Number of buckets in a hash join

From: Heikki Linnakangas <hlinnakangas(at)vmware(dot)com>
To: PostgreSQL-development <pgsql-hackers(at)postgreSQL(dot)org>
Subject: Number of buckets in a hash join
Date: 2013-01-28 10:47:58
Message-ID: 5106575E.4010103@vmware.com
Views: Raw Message | Whole Thread | Download mbox | Resend email
Thread:
Lists: pgsql-hackers

While testing Alexander's gistchoose patch, "perf report" showed that
the test case spent a surprisingly large amount of CPU time in
ExecScanHashBucket. That function just scans a hash bucket for matches,
and it should be very quick as long as there are not many collisions.

It turns out that the planner estimated the number of rows in the hash
to be much smaller than it actually contained, and the hash table was
initialized with too few buckets as a result. The target is that each
bucket contains 10 tuples (NTUP_PER_BUCKET), but in this case, the
average was about 100.

The first question is, why do we aim at 10 tuples per bucket? My gut
feeling is that that's way too high. I would expect the target to be 1
tuple per bucket, or maybe a little more, like 2-3. Each bucket consumes
one pointer's worth of RAM, which is not much. There's also some
overhead from empty buckets when scanning the hash table, but as long as
all the buckets have at least one entry, there's no gain from having
more than one entry per bucket.

However, lowering NTUP_PER_BUCKET would not have helped in this case,
because we also have a minimum of 1024 buckets. The estimate was so bad
that even after setting NTUP_PER_BUCKET to 1, it was still pegged at
that minimum of 1024 buckets.

Ideally, the planner would always make a good guess the number of rows,
but for the situations that it doesn't, it would be good if the hash
table was enlarged if it becomes too full. It's a well-known technique
to double the size of a hash table once the load factor reaches a
certain threshold, and rehash the existing entries. Another idea is to
just collect all the entries in e.g a linked list when tuples are
inserted to the hash table, and create the buckets lazily, after all the
tuples have been inserted.

» Material supplied
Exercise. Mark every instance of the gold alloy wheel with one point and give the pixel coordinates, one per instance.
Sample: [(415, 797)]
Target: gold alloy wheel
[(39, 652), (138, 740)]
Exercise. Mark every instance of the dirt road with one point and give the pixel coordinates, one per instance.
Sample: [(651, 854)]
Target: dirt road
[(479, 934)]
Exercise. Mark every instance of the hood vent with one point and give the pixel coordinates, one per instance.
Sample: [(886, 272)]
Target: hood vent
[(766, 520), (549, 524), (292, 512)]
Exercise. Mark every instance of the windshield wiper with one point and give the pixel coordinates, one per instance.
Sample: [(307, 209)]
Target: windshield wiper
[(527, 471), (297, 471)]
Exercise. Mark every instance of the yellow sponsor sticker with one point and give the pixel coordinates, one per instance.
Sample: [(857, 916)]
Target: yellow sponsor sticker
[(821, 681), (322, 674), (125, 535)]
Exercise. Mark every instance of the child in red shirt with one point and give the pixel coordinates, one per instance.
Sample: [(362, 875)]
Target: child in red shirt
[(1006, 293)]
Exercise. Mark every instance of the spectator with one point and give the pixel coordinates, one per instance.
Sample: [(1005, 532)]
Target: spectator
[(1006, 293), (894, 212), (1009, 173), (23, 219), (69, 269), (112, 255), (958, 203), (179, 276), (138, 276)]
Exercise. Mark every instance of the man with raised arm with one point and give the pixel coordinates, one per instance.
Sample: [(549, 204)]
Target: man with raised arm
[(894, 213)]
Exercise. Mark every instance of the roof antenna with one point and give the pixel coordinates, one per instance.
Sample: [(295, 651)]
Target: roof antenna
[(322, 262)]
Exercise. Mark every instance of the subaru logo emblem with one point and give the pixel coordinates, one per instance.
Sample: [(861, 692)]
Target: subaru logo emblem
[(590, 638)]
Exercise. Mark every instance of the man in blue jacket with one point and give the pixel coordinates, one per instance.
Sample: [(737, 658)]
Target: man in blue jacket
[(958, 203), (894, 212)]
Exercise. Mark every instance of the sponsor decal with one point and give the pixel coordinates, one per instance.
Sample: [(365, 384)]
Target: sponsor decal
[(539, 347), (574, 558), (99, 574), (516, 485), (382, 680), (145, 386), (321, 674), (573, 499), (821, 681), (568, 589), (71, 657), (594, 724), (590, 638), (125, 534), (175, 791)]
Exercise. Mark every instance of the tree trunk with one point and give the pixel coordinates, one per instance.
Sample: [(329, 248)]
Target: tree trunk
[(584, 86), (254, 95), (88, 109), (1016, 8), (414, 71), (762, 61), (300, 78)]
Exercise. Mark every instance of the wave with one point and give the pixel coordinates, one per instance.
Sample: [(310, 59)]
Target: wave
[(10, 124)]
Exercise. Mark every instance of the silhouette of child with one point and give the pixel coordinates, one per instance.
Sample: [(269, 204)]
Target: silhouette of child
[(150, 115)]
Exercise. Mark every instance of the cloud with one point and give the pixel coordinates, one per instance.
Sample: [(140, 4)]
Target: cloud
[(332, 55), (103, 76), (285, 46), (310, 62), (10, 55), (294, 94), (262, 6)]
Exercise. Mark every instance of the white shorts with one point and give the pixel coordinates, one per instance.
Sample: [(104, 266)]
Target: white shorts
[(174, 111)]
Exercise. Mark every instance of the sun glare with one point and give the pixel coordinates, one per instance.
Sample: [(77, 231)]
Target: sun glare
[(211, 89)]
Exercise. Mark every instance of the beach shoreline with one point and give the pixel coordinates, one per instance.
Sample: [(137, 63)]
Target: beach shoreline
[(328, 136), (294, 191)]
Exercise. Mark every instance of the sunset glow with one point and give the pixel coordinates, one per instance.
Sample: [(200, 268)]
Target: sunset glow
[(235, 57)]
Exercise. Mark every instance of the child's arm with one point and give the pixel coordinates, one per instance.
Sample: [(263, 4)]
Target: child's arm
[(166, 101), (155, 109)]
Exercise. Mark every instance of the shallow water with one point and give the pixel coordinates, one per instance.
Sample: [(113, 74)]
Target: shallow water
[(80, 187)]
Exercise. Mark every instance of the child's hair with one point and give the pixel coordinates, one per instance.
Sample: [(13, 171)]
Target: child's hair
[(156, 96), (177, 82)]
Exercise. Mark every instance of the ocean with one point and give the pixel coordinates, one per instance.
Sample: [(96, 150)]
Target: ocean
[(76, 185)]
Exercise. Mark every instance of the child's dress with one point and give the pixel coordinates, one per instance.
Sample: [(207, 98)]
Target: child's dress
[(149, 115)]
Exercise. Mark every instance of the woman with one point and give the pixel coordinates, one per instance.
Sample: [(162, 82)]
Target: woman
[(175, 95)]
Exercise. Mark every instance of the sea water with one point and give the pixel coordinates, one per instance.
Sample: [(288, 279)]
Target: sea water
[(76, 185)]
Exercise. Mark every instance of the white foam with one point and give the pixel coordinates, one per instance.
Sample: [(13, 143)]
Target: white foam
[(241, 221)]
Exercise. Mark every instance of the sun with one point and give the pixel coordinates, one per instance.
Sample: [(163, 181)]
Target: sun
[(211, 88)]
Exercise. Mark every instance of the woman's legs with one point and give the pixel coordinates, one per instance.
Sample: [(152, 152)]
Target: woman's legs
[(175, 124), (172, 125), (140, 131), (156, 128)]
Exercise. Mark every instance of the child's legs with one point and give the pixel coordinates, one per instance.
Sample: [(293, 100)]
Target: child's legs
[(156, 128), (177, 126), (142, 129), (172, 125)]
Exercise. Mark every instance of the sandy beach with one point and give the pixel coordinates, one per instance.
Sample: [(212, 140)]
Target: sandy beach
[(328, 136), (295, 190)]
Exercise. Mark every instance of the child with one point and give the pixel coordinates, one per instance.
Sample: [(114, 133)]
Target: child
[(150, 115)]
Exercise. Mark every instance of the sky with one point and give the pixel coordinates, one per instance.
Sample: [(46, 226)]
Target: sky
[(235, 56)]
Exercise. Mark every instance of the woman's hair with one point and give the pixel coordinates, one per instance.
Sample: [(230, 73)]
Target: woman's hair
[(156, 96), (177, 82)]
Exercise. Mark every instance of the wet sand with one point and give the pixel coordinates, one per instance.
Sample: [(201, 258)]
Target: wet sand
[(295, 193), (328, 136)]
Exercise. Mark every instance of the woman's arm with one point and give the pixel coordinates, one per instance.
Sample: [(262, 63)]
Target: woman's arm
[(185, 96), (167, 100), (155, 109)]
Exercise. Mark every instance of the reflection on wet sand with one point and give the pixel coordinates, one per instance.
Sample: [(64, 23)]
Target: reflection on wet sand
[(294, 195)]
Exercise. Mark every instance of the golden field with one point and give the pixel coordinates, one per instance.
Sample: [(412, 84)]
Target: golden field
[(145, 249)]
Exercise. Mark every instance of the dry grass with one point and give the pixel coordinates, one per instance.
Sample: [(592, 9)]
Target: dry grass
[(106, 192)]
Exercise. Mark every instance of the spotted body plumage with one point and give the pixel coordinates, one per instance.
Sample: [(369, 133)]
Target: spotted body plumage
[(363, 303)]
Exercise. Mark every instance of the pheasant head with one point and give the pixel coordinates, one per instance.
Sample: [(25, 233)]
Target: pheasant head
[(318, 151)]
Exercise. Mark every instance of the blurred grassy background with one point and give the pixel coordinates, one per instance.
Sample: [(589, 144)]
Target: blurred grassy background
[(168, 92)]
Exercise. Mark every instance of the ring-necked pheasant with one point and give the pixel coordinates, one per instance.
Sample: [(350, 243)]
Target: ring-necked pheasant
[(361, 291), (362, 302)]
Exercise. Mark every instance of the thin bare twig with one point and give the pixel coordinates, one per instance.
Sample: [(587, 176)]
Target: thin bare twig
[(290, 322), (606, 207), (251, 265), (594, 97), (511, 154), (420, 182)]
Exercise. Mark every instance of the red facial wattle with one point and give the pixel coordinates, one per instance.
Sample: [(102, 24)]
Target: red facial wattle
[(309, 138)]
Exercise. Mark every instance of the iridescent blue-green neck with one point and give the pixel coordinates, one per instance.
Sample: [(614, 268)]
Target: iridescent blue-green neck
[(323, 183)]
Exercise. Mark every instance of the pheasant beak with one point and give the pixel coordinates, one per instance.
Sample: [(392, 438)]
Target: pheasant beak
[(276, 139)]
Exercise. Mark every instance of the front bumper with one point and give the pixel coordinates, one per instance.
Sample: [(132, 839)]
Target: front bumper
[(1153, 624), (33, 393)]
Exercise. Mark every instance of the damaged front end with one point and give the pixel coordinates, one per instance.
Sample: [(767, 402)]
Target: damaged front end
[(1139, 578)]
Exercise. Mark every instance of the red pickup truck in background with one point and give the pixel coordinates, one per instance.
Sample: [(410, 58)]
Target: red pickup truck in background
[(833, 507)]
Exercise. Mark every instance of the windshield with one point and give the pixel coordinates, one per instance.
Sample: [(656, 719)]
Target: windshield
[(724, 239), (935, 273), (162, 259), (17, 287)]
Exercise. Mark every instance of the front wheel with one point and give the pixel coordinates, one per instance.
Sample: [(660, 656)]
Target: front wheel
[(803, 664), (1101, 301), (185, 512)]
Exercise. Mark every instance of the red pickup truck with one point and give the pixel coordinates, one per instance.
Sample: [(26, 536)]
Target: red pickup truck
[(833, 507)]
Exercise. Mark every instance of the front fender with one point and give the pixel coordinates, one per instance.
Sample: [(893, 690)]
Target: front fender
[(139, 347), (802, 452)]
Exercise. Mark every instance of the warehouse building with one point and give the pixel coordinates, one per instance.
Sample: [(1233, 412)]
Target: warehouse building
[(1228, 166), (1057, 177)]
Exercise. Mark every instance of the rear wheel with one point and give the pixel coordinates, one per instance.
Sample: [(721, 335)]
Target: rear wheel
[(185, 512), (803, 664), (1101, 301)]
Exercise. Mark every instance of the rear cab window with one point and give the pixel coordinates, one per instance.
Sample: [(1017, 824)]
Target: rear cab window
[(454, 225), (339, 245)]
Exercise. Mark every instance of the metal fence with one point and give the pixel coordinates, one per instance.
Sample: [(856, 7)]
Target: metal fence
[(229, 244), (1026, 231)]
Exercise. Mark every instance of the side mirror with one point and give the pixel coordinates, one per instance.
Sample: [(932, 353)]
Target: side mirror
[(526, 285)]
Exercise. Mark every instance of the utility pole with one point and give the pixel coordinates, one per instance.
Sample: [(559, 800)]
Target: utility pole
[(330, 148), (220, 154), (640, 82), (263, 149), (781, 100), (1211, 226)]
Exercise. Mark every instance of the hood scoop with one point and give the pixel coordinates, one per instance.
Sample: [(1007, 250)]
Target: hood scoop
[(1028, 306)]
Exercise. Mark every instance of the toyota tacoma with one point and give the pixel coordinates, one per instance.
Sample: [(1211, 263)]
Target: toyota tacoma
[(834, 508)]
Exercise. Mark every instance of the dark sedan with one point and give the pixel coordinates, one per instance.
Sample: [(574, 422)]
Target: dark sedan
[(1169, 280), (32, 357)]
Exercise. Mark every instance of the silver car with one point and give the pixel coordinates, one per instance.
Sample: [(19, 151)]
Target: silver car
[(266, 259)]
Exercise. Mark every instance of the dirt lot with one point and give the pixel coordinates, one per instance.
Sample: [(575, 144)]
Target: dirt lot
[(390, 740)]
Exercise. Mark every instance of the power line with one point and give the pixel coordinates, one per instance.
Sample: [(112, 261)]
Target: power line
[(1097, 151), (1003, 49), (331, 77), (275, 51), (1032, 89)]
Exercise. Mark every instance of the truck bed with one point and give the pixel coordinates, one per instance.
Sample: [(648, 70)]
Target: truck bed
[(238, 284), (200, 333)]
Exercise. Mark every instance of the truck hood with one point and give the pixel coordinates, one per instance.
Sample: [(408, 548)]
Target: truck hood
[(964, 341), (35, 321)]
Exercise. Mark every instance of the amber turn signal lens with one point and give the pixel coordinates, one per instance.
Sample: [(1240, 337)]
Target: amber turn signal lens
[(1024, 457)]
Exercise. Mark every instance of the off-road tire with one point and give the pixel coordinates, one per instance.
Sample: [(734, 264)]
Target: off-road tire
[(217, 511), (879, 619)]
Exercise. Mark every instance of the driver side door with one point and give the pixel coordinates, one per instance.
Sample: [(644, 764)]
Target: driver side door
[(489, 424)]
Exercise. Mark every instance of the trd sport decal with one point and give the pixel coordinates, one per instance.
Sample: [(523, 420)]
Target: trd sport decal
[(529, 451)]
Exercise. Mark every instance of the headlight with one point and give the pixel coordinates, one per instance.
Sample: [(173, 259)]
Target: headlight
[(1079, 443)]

» Stated exercise A
Can you write out the rows from the line with "Exercise. Mark every instance of the woman's legs" through the line with "[(328, 136), (295, 190)]" again, with their requests, multiplying every pixel coordinate in the answers by 1.2 and rounding to whole numbers with halves rounded up? Leave the requests and their sample coordinates unchanged, and give only those rows.
» Stated exercise B
How would the post on the number of buckets in a hash join go on after its final sentence? Please write the continuation.

» Response A
Exercise. Mark every instance of the woman's legs with one point and give the pixel coordinates, one per instance.
Sample: [(152, 152)]
Target: woman's legs
[(210, 149), (206, 150), (168, 157), (187, 154)]
Exercise. Mark every instance of the child's legs with one point and give the pixel coordinates, one per instance.
Sample: [(293, 100)]
Target: child's legs
[(187, 154), (212, 151), (170, 155), (206, 150)]
Exercise. Mark every instance of the sandy beach with one point and give the pixel coordinates, one per instance.
Sample: [(212, 140)]
Target: sandy beach
[(394, 163), (354, 228)]

» Response B
Here's an extreme example of this phenomenon. According to perf, about
95% of the CPU time is spent in ExecScanHashBucket. That would be
eliminated by sizing the hash table correctly:

create table numbers (id int4);
insert into numbers select g from generate_series(1, 10000000) g;

explain analyze select * from numbers a, generate_series(1, 100000) b
where b = a.id;
QUERY
PLAN

---------------------------------------------------------------------------------
------------------------------------------------------
Hash Join (cost=22.50..2035430.50 rows=53097600 width=8) (actual
time=32.307..2
9141.348 rows=100000 loops=1)
Hash Cond: (a.id = b.b)
-> Seq Scan on numbers a (cost=0.00..150443.20 rows=10619520
width=4) (actua
l time=0.017..716.503 rows=10000000 loops=1)
-> Hash (cost=10.00..10.00 rows=1000 width=4) (actual
time=32.268..32.268 ro
ws=100000 loops=1)
Buckets: 1024 Batches: 1 Memory Usage: 3516kB
-> Function Scan on generate_series b (cost=0.00..10.00
rows=1000 widt
h=4) (actual time=17.966..22.519 rows=100000 loops=1)
Total runtime: 29146.011 ms
(7 rows)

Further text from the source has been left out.